Basic query patterns for fast recall

This note is literally just a list of queries for fast recall. It is not intended to be educational in any way.

A in B

Q: Give me a query for rows in A that have a match in B

SELECT a.*
FROM A a
WHERE EXISTS (
  SELECT 1 FROM B b WHERE b.key = a.key
);

-- NOT IN (SELECT b.key FROM B b) can be less than ideal as an alternative if sub-query can return NULL

I.e. “if (key in b)”

A not in B

Q: Give me a query for rows in A with no match in B

SELECT a.*
FROM A a
WHERE NOT EXISTS (
  SELECT 1 FROM B b WHERE b.key = a.key
);

A XOR B

Q: Give me a query for rows that are either in A or B, but not both

SELECT a.key
FROM A a
WHERE NOT EXISTS (SELECT 1 FROM B b WHERE b.key = a.key)
UNION ALL
SELECT b.key
FROM B b
WHERE NOT EXISTS (SELECT 1 FROM A a WHERE a.key = b.key);

TL;DR: NOT EXISTS (SELECT 1 FROM B WHERE B.key = A.key) is basically

(NR==FNR) {
    b[$1]=1;
    next;
}
!($1 in b) {
    print;
}

Find top-n (`ROW_NUMBER()`)

Q: Give me the second highest salary in an employees table

SELECT salary
FROM (
    SELECT salary, ROW_NUMBER() OVER (ORDER BY salary DESC) AS rn
    FROM employees
) ranked
WHERE rn = 2;

Find top and bottom n

Q: Give me the second highest and second lowest salary in an employees table

SELECT salary
FROM (
    SELECT salary, ROW_NUMBER() OVER (ORDER BY salary DESC) AS rn,
    COUNT('x') OVER () AS tc
    FROM employees
) ranked
WHERE rn = 2 OR rn = (tc-1);

NOTE: doesn’t consider ties -> DENSE_RANK() if that matters

Find top-n per group (`ROW_NUMBER()` + `PARTITION BY`)

Q: Give me the top three salaries per department in an employees table

SELECT *
FROM (
    SELECT
        dept,
        employee,
        salary,
        ROW_NUMBER() OVER (PARTITION BY dept ORDER BY salary DESC) AS rn
    FROM employees
) ranked
WHERE rn <= 3;

Find top-n of summed value

Q: How do you find the top 3 customers by revenue?

* _Data_:

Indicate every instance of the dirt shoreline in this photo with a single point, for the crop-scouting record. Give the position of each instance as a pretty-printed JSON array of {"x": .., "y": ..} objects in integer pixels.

* _Given problem_:
Resume the note on basic SQL query patterns, starting immediately after its final line, "How do you find the top 3 customers by revenue?"

* _Answer to this exercise_:
WITH total AS (
    SELECT
        c.customer_name,
        SUM(t.price) AS price_sum,
        DENSE_RANK() OVER (ORDER BY SUM(t.price) DESC) as rnk
    FROM customers c
    JOIN transaction t ON c.customer_id = t.customer_id
    GROUP BY c.customer_id, c.customer_name
)
SELECT customer_name, price_sum FROM total WHERE rnk <= 3;

NOTE: If customers with 0 transactions should show up:

-> JOIN to LEFT JOIN wrap SUM(t.price) inside COALESCE(..., 0)

Why not `ROW_NUMBER()`?

-> ROW_NUMBER() assigns a unique sequential number to each result, which gets exactly n rows
-> DENSE_RANK() assigns the same number for ties, may not exactly get n rows, but gets top n values correctly in case ties need to be considered

a,100
b,100
c,90
d,80

-> ROW_NUMBER() -> 1,2,3,4
-> DENSE_RANK() -> 1,1,2,3

Same attribute grouping

Q: Give me all the employees who have the same manager

SELECT manager_id, GROUP_CONCAT(employee_name) AS team_members
FROM employees
WHERE manager_id IS NOT NULL
GROUP BY manager_id;

PostgreSQL version:

SELECT
    manager_id,
    STRING_AGG(employee_name, ', ' ORDER BY employee_name) AS team_members
FROM employees
WHERE manager_id IS NOT NULL
GROUP BY manager_id;

PostgreSQL’s STRING_AGG requires an explicit delimiter.

Duplicate Filtering

Q: Give me a query to delete duplicate products from a product table

WITH duplicates AS (
   SELECT product_id, product_name, price,
   ROW_NUMBER() OVER (PARTITION BY product_name, price ORDER BY product_id) AS rn
   FROM product
)
DELETE p FROM product p JOIN duplicates d ON p.product_id = d.product_id
WHERE d.rn > 1;

For small ad-hoc tasks/reports, consider piping output through awk and rebuilding from the results, the idiom is easier to remember than this.

PostgreSQL syntax differs ever so slightly:

WITH duplicates AS (
   SELECT product_id, product_name, price,
   ROW_NUMBER() OVER (PARTITION BY product_name, price ORDER BY product_id) AS rn
   FROM product
)
DELETE p FROM product p USING duplicates d WHERE p.product_id = d.product_id
AND d.rn > 1;

Relational division (`GROUP BY` + `HAVING COUNT` = n)

Q: Give me a query to find customers who made purchases in every month of a year.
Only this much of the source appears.